● **TEXT BLOCK**
Woman Pays to Bury Homeless Man She Became Friends with Over 11 Years
UPPER EAST SIDE — For the past 11 years, Juanita Vega served as Richard Coleman’s morning wake-up call. And after his recent death, she personally took the responsibility to give him a proper final goodbye.
Vega developed a friendship with the homeless man who was a popular feature of her Upper East Side community. Each morning, she roused him from slumber in the vestibule of the bank where she worked.
She was devastated by his death on April 16.
Vega was so troubled that Coleman, 62, who had no known next-of-kin, was about to be buried in the city’s public cemetery that she personally organized and paid $2,000 for his burial Thursday at the Rosemount Memorial Park in Elizabeth, New Jersey.
“I know about Potter’s Field and I didn’t want him to end up there,” Vega, 51, said after organizing the small burial ceremony with the help of her boyfriend, funeral director Tom Valek. “He was a nice person. He didn’t deserve that.”
Coleman, whose nickname was "Smokey," was a fixture in the East 70s between York and Lexington avenues, growing familiar with many residents and local workers. Community members held a small memorial service for him earlier this month and raised about $1,500 in his name to donate to the National Alliance to End Homelessness.
His final resting place was expected to be on Hart’s Island, a public cemetery where prison labor is used to perform mass burials, Vega said.
She enlisted the help of her boyfriend, who works at the Krtil Funeral Home on First Avenue and 70th Street. Valek had to convince the medical examiner’s office to release the body to him even though he is not next-of-kin, he said.
Valek buried Coleman Thursday in a simple service.
“We said a few words, the Our Father and the Hail Mary,” Valek said. “We don’t know what his religious background was, so we just said a few committal prayers.”

● **INFORMATION SUPPLIED**
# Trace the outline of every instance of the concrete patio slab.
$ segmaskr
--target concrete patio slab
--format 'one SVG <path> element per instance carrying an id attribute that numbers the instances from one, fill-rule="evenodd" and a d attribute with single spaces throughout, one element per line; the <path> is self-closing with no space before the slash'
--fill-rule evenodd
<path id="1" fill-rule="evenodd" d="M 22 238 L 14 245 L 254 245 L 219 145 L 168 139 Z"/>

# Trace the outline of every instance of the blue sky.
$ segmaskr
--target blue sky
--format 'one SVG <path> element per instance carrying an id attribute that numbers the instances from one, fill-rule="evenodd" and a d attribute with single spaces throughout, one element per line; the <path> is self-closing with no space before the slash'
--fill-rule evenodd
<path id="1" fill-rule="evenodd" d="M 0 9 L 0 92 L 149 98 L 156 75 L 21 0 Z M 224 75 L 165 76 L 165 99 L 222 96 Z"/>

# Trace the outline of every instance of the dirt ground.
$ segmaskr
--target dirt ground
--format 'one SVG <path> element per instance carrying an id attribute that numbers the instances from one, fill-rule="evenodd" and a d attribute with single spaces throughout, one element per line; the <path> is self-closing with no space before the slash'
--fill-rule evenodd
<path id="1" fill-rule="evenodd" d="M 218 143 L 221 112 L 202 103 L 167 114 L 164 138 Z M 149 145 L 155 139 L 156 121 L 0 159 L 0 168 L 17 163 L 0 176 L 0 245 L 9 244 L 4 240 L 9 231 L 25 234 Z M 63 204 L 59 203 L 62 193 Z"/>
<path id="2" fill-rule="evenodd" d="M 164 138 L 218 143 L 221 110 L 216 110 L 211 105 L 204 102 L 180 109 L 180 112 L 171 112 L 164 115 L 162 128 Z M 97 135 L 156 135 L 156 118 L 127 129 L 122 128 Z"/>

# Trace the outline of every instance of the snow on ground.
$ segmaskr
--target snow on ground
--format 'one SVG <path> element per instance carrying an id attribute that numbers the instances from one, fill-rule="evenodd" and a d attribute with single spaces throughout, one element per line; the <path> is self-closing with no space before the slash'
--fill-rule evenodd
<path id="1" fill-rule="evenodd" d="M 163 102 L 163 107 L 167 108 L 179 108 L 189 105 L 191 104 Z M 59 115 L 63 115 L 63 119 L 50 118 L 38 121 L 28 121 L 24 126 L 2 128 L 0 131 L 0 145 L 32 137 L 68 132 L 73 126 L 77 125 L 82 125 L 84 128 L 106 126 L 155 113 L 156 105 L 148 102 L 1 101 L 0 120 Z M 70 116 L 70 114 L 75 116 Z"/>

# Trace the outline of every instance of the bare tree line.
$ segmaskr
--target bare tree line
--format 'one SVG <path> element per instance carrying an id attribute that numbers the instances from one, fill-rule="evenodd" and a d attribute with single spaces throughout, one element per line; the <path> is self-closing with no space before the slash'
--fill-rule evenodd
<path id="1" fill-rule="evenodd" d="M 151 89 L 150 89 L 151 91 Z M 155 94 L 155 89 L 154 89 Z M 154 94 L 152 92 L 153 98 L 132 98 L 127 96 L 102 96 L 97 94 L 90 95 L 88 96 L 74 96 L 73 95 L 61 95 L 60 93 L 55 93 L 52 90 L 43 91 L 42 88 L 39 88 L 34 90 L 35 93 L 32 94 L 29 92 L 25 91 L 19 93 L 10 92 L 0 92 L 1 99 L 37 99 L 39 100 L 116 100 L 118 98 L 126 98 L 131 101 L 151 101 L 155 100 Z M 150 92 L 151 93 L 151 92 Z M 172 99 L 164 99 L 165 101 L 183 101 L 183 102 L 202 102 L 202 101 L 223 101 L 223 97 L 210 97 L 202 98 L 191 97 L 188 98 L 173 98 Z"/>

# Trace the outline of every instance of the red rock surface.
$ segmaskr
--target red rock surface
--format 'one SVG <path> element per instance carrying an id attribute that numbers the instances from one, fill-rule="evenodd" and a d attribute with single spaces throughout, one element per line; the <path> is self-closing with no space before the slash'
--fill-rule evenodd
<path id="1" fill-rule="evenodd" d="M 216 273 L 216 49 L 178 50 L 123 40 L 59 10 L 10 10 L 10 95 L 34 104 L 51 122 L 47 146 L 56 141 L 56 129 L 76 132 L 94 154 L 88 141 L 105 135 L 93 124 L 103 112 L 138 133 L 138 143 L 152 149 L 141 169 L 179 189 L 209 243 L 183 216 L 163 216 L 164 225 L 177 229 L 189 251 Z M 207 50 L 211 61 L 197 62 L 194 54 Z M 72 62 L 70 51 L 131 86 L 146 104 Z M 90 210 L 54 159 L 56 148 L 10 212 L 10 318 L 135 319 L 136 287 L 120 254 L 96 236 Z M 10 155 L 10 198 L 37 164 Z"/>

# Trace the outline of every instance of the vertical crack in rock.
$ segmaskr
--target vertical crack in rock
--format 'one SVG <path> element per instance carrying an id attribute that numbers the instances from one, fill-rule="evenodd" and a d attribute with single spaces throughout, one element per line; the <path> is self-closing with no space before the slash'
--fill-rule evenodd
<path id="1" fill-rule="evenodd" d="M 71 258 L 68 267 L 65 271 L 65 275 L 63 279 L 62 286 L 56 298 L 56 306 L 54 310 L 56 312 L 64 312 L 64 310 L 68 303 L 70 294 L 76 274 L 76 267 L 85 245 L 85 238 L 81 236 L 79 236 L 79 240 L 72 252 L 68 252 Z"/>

● **YOUR GOAL**
Could you repeat, word for word, the stretch of the news story about Richard Coleman's burial that opens with "She enlisted the" and closes with "a simple service."?

● **YOUR SOLUTION**
She enlisted the help of her boyfriend, who works at the Krtil Funeral Home on First Avenue and 70th Street. Valek had to convince the medical examiner’s office to release the body to him even though he is not next-of-kin, he said.
Valek buried Coleman Thursday in a simple service.